▶ **Task set**:
a – In the political discussion transcript, what topics does Mr. Brooks say people, including President Obama, were hoping the country could debate instead?
b – According to the Pew poll cited in the political discussion transcript, what percentage of people expressed a favorable opinion of Congress?

▶ **Text provided**:
MR. BROOKS: Not well, I don’t think. I don’t think it’s good for the country. You know, we had a bitterly divisive culture war for a bunch of years, then we had a bitterly divisive debate about Iraq. And I think a lot of people, including President Obama, were hoping we could get to other debates about opportunity, about productivity, about fiscal problems. And those would have been debates, which would have structured some bipartisan cooperation. But for whatever reason, we fall into a big government vs. small government debate. And this is like a social script that puts all the Republicans on the anti-government mode, very polarized; strengthens the libertarian, more polarized part of that party; puts the Democrats on a more “let’s use government to do this and that” mode. And so you get this intense polarization which we’ve seen over the past year. It also tends to help Republicans, by the way. But it’s created, not only an end to the polarization, but it’s magnified it, I think.

MR. GREGORY:  And in fact, you saw this week, Evan Thomas, Pew Research Center comes out with a poll that says just 25 percent expressed a favorable opinion of Congress, virtually unchanged from March, prior to the passage of the healthcare reform bill. And there was this from the Pew’s analysis: “Rather than an activist government to deal with the nation’s top problems, the public now wants government reformed and growing numbers want its power curtailed. With the exception of greater regulation of major financial institutions, there is less of an appetite for government solutions to the nation’s problems–including more government control over the economy–than there was when Barack Obama first took office. A lot of people think, “Government can’t get it done.  They’re broke and they can’t do things well.”

MR. THOMAS: And Obama, you would think he’d get some points for first he passes health care, looks like he’ll finance–pass financial reform. But he doesn’t. He sort of floats around low in the polls. People are really down on government. To me, it’s a deflection from the real issue, which is how we’re going to pay for government. That’s the big thing looming out there. That’s what we ought to be talking about. And, unfortunately, both sides have got to give on something because we’re going to–you can’t deal with it unless, one, you raise taxes, which people don’t like; and, two, you cut benefits. Both sides got to give. That’s what Obama needs to be talking about because that is the real challenge facing us.

▶ **Data extract**:

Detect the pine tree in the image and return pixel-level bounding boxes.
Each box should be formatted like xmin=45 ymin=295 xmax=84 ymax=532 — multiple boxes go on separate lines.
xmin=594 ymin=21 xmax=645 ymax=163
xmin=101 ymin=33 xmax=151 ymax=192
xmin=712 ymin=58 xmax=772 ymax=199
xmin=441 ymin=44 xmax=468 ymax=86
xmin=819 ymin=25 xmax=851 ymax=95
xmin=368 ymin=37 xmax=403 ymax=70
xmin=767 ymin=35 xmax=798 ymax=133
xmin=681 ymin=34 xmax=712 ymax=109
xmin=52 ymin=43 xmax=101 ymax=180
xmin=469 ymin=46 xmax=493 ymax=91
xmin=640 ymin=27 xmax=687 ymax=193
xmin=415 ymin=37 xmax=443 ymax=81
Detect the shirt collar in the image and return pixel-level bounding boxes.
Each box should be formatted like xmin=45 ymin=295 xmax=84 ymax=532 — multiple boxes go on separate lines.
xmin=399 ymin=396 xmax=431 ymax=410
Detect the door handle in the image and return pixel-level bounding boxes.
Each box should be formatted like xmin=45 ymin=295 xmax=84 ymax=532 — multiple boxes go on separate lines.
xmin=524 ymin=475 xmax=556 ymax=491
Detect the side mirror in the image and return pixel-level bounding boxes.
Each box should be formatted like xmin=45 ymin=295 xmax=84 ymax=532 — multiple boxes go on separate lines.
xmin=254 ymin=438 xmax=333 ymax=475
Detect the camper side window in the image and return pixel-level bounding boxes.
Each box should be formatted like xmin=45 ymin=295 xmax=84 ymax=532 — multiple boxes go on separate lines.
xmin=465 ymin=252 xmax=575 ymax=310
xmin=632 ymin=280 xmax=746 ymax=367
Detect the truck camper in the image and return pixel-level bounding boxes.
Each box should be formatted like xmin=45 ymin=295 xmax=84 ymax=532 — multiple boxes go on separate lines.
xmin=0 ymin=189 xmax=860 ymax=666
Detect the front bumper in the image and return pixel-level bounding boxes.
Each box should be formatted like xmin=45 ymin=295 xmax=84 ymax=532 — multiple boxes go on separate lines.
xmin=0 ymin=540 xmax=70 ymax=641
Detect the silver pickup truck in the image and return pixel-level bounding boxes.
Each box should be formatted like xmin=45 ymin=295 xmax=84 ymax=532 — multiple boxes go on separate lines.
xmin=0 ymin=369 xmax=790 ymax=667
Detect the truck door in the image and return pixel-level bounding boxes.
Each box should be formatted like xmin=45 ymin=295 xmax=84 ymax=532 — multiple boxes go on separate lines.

▶ **Solutions to the tasks**:
a –
- Opportunity
- Productivity
- Fiscal problems

b – 25 percent